## Task brief
How many lines in the data below contain the string "hairdresser"? Reply with the number only.

Stored dataset items
===
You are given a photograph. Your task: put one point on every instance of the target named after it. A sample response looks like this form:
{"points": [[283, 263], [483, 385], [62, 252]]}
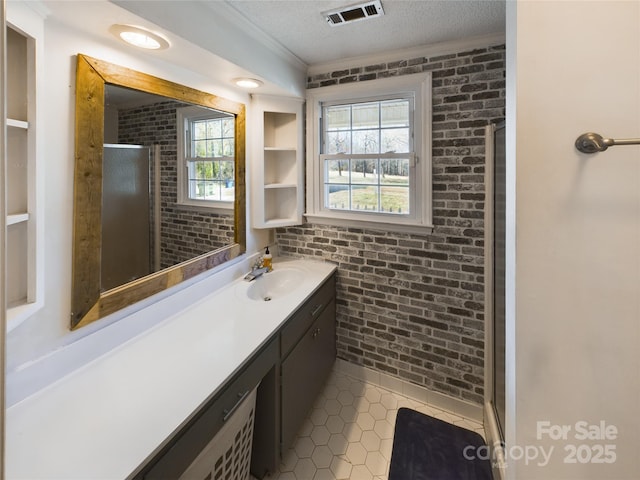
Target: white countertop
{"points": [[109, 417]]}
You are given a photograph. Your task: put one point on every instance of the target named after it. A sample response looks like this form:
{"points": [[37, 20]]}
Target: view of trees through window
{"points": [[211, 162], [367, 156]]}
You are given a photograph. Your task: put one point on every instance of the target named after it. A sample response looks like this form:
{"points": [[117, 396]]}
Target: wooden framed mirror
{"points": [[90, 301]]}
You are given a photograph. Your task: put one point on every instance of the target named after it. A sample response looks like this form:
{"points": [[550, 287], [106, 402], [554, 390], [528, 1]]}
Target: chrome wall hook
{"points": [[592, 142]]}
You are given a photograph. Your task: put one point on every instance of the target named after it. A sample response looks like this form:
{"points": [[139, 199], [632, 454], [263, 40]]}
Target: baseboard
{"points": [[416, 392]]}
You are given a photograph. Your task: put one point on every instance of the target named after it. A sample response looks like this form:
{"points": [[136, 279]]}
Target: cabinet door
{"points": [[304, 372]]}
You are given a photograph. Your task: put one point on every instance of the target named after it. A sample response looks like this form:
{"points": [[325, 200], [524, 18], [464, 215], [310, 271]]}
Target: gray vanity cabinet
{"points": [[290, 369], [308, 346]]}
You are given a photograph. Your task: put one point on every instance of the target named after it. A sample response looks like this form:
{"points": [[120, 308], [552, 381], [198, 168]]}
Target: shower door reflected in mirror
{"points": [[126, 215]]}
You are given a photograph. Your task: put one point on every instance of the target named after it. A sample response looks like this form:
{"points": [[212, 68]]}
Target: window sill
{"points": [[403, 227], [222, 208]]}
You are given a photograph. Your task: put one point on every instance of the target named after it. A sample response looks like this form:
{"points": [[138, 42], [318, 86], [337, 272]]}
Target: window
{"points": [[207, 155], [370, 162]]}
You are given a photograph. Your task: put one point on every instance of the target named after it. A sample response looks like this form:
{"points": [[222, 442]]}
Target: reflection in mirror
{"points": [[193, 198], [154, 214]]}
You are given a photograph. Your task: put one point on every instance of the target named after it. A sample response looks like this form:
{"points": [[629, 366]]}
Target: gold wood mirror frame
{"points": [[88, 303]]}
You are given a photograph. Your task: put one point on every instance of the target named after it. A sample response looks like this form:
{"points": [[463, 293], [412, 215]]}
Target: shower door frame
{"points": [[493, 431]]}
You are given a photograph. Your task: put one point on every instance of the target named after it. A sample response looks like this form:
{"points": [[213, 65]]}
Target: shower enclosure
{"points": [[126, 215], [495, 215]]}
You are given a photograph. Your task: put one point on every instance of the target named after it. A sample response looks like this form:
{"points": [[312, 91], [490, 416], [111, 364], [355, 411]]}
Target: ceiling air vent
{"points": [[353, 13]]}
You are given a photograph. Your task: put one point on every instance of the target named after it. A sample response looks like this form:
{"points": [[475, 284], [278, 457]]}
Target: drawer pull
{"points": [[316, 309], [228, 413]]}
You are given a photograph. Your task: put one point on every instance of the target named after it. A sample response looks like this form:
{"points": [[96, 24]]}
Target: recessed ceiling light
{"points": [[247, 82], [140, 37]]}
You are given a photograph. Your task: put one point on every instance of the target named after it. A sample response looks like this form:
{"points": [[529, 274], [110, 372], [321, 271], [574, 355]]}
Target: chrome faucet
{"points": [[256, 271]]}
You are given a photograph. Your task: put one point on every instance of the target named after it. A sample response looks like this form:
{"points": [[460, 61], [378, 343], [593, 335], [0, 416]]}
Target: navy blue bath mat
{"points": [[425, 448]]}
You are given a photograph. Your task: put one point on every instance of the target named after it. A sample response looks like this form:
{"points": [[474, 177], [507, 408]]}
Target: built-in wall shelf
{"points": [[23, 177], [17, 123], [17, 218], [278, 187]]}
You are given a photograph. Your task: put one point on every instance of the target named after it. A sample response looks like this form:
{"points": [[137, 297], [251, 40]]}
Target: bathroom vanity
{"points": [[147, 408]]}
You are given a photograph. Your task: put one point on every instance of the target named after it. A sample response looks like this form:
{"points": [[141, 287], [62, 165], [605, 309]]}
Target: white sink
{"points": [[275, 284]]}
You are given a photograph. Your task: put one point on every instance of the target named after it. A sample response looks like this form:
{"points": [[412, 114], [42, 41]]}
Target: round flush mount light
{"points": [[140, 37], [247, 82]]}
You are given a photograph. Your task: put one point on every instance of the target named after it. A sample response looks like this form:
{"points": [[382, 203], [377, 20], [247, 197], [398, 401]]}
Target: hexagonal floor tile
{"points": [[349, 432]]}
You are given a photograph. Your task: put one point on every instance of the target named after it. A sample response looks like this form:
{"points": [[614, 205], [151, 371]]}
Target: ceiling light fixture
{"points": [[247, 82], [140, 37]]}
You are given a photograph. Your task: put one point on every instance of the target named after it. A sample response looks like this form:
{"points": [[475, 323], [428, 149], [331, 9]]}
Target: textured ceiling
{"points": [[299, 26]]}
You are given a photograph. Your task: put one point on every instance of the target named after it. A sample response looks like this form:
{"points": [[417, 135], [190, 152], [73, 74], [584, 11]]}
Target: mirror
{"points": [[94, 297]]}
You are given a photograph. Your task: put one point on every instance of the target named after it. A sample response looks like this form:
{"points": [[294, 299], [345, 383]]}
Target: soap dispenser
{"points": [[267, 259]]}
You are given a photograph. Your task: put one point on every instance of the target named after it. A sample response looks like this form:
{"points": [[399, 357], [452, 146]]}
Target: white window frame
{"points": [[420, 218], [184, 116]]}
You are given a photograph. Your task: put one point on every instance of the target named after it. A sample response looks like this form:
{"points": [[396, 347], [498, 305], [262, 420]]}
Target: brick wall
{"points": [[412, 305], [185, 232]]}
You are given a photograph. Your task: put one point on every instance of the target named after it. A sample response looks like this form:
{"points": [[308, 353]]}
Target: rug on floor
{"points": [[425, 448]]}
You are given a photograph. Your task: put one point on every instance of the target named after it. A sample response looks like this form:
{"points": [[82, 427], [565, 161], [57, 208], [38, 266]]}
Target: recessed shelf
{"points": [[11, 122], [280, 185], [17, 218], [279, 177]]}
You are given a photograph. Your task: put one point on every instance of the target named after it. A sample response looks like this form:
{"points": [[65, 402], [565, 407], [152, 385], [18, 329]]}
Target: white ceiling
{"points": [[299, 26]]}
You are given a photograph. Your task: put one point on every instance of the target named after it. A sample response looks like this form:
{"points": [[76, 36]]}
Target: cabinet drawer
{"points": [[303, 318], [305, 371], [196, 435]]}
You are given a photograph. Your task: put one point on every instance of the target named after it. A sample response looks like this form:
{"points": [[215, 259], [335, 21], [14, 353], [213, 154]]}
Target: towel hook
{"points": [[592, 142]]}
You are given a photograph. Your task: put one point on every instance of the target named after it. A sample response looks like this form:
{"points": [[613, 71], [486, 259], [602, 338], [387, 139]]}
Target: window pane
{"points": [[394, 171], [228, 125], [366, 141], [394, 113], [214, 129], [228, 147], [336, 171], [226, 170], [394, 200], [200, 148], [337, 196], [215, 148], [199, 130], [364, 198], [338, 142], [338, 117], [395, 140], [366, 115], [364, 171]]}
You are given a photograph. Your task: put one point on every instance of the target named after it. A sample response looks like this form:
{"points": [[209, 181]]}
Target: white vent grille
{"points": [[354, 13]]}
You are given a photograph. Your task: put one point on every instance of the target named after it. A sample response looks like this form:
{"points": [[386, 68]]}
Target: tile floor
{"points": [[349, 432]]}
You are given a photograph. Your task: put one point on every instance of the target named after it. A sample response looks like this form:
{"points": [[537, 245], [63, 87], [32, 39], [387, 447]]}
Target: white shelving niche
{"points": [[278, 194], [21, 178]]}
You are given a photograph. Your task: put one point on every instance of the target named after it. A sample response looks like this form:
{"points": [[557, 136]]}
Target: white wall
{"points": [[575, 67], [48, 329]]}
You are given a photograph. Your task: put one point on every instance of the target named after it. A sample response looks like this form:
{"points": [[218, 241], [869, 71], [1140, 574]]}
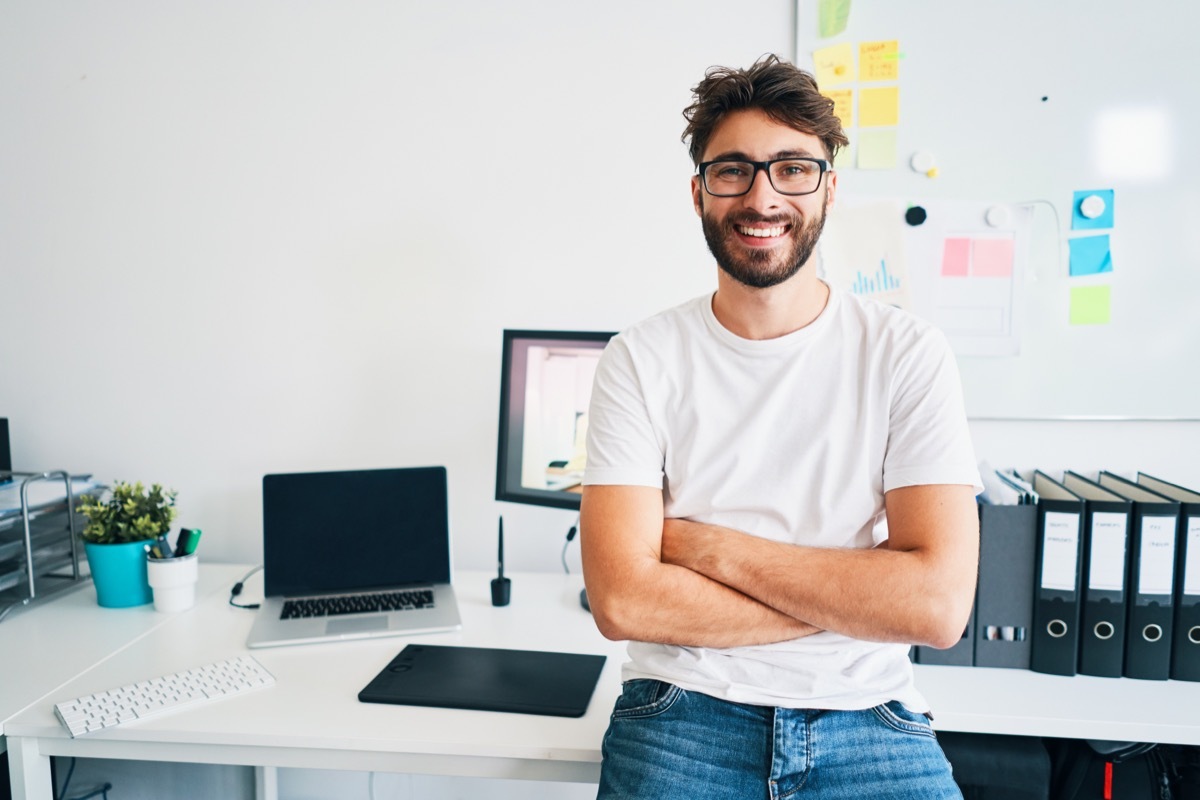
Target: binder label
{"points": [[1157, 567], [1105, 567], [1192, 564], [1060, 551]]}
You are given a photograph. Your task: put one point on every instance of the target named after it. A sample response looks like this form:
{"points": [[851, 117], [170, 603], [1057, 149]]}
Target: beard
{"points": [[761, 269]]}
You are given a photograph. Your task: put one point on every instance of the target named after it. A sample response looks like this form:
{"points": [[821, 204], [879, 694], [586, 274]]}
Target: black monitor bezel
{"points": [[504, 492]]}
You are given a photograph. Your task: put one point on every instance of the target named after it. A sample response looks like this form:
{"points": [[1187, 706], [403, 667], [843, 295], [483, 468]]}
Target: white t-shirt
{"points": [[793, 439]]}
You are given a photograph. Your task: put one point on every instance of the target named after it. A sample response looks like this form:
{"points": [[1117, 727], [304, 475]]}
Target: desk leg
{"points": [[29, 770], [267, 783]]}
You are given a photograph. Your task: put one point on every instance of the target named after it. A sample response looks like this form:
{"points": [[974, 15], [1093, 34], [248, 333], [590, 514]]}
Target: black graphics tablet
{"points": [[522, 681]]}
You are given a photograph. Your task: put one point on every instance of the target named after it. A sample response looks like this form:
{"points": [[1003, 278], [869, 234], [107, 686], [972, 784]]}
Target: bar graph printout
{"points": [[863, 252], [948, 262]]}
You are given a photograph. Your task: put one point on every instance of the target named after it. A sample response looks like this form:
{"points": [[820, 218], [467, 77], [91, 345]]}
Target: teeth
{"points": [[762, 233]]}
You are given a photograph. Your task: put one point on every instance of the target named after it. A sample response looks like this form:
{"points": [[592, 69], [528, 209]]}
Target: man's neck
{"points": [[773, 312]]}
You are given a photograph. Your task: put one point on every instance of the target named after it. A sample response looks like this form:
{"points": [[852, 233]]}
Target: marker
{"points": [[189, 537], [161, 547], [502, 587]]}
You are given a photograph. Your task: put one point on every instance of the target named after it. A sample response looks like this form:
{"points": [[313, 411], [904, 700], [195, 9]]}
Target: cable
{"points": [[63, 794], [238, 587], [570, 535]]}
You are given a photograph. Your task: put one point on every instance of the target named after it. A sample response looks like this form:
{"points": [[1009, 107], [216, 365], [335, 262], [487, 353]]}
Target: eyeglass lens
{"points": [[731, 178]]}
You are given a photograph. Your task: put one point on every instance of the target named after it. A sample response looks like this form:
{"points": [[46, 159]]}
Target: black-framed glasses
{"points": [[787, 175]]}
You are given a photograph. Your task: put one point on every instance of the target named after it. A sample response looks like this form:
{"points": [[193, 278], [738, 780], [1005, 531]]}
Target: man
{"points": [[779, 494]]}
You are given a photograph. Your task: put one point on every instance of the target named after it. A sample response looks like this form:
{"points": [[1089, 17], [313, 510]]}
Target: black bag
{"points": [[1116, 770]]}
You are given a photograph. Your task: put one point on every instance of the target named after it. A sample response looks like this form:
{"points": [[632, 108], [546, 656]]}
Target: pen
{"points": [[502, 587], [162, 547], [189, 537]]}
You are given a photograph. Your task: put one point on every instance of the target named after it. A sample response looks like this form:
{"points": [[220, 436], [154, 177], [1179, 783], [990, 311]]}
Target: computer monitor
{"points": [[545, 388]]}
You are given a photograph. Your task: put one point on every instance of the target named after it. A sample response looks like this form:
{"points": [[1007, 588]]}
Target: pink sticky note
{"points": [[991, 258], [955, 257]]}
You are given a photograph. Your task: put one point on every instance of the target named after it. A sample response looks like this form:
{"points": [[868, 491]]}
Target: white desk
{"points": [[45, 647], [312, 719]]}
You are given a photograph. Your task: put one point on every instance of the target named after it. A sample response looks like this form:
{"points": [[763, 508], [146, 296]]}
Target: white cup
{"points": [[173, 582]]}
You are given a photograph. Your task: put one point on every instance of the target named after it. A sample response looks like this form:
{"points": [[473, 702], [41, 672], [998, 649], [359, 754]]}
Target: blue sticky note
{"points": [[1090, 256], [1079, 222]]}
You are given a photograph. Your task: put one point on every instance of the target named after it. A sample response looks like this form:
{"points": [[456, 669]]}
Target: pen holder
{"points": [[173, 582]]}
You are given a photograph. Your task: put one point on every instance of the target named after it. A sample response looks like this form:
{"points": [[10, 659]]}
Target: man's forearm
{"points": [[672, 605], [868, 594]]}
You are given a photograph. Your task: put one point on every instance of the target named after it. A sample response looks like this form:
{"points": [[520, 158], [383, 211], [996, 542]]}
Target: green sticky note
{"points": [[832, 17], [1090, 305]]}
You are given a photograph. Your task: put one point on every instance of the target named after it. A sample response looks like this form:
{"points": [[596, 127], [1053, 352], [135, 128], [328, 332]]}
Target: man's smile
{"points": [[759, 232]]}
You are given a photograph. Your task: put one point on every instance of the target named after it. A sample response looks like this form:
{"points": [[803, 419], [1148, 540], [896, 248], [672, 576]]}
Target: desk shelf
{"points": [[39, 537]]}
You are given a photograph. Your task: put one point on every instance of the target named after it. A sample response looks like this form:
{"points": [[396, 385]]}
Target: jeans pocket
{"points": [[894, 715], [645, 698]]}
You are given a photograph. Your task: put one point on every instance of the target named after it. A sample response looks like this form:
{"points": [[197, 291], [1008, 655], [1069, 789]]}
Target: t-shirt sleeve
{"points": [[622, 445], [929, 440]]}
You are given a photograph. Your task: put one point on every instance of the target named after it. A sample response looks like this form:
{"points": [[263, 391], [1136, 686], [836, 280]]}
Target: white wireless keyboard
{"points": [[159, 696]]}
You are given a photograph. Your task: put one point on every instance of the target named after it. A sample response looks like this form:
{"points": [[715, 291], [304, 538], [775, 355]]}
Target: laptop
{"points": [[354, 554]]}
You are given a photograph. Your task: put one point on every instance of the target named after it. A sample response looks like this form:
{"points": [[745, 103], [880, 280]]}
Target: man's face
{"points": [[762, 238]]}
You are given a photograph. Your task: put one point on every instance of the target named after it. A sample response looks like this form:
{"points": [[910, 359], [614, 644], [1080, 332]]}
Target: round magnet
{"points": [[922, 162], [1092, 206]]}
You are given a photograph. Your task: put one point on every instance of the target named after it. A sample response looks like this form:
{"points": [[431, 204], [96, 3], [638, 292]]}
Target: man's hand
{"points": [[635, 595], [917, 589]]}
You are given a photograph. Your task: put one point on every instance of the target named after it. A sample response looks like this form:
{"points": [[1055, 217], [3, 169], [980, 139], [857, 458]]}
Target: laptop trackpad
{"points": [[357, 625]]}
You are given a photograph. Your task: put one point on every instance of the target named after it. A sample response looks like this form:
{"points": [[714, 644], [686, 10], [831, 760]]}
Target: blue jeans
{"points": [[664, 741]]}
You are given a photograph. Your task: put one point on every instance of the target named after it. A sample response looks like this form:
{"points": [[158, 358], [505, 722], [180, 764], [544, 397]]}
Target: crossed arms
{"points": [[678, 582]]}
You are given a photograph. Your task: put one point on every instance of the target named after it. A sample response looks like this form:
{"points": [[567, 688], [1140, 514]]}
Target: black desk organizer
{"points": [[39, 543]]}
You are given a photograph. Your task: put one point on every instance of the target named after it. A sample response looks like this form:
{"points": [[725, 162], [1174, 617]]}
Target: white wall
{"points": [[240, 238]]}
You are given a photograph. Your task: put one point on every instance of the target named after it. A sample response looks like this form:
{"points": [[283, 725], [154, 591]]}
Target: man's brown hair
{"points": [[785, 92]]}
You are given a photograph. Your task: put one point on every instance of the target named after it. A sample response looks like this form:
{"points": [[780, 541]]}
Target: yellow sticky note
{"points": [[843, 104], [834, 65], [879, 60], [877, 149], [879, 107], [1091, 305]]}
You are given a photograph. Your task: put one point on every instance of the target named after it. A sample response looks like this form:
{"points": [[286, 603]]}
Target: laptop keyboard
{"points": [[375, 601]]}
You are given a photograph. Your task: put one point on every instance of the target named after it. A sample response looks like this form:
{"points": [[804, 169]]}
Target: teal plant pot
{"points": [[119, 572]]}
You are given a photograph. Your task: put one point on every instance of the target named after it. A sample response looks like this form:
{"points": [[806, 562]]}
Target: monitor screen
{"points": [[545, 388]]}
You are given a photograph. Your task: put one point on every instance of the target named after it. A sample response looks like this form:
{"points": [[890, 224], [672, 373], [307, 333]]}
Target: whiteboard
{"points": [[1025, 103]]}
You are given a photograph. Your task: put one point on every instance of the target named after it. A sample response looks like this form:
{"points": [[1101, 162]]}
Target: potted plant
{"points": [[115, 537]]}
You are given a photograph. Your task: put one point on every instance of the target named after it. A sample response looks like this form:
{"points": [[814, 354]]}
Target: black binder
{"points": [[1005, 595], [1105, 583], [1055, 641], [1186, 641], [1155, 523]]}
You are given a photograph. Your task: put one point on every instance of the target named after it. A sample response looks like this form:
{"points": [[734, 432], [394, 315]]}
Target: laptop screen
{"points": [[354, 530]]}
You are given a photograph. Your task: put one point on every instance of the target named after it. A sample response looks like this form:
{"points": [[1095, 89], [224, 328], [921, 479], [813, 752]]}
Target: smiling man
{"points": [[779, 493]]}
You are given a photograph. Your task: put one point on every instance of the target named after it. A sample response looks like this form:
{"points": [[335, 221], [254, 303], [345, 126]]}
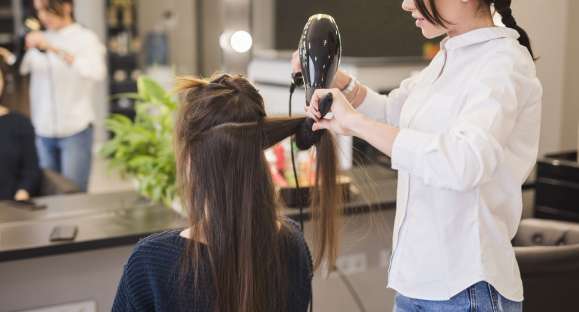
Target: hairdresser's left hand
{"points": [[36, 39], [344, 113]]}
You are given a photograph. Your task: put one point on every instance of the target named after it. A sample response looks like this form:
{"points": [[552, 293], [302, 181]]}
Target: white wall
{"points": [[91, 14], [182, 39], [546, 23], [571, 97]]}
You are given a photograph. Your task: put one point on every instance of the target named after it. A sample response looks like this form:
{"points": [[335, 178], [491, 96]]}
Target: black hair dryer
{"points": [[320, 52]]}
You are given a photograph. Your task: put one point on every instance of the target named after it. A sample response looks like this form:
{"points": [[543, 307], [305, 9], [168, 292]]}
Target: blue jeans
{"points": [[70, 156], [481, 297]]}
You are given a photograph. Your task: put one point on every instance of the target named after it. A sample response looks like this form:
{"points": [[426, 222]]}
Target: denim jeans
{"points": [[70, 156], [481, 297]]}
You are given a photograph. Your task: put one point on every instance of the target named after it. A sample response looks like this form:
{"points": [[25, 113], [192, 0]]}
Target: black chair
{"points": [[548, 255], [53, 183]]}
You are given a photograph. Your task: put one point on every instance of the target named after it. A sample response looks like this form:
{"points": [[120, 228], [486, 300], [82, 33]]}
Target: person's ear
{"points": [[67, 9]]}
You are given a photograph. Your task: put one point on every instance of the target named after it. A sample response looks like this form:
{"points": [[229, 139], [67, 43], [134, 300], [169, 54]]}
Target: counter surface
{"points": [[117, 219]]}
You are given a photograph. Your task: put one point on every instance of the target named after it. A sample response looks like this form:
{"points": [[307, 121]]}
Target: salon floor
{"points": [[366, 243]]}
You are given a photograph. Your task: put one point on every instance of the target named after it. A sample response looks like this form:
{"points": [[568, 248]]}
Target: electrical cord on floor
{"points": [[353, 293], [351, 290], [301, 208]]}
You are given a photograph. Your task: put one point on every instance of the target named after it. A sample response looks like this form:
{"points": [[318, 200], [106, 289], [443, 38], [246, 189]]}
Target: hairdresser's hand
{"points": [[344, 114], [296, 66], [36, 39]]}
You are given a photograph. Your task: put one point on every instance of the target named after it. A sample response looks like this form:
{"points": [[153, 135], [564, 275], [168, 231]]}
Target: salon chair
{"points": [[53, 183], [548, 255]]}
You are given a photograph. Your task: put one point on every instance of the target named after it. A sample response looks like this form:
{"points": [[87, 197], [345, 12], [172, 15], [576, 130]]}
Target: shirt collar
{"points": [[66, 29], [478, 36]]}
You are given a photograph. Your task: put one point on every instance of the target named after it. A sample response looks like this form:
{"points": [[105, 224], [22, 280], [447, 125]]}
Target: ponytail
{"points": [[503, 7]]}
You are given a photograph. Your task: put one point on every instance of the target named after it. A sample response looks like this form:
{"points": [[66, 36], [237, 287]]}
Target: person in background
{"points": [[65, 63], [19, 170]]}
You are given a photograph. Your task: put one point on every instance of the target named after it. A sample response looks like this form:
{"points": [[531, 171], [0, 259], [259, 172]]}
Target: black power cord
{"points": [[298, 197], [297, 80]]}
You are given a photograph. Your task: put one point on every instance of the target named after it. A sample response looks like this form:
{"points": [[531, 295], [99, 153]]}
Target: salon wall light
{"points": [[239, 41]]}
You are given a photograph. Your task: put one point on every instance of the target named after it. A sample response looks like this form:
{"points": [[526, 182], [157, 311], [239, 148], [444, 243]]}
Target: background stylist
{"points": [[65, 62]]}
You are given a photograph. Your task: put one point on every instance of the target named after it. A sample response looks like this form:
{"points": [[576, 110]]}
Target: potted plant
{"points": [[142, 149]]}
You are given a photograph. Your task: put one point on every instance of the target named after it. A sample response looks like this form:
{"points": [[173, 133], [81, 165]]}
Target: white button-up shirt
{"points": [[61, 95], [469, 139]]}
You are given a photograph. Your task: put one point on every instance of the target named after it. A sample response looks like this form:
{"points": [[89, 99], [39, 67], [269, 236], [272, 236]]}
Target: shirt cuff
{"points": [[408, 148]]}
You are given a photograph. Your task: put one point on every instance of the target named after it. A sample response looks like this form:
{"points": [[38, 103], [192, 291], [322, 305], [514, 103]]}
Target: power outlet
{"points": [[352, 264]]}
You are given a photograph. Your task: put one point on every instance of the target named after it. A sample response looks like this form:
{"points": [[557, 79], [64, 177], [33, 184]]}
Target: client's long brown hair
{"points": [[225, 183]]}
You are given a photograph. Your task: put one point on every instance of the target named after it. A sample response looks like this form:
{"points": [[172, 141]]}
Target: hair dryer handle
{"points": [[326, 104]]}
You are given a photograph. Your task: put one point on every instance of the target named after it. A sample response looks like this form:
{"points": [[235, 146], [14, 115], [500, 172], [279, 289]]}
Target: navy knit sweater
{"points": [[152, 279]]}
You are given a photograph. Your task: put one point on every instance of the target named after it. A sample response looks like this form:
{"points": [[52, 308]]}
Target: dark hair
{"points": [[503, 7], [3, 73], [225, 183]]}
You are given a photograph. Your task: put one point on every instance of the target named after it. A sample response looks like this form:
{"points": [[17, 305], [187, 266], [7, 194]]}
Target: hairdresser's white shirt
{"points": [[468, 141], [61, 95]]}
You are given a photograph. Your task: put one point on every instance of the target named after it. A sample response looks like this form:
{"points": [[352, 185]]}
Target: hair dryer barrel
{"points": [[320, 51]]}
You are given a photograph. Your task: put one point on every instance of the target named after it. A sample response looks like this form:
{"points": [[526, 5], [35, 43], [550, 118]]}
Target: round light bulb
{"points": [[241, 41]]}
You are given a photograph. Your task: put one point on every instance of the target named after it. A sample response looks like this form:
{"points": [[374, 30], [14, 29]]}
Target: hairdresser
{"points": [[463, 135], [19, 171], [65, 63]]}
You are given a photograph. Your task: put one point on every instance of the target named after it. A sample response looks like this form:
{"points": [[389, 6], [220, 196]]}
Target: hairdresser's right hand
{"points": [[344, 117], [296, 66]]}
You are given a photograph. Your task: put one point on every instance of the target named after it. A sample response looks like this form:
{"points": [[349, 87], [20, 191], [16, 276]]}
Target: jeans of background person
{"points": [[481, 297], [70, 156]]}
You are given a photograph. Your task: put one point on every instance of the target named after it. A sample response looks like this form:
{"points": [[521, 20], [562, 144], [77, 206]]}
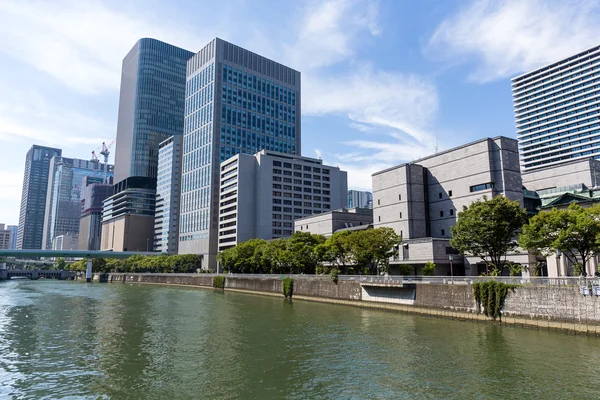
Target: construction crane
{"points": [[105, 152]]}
===
## Answer in full
5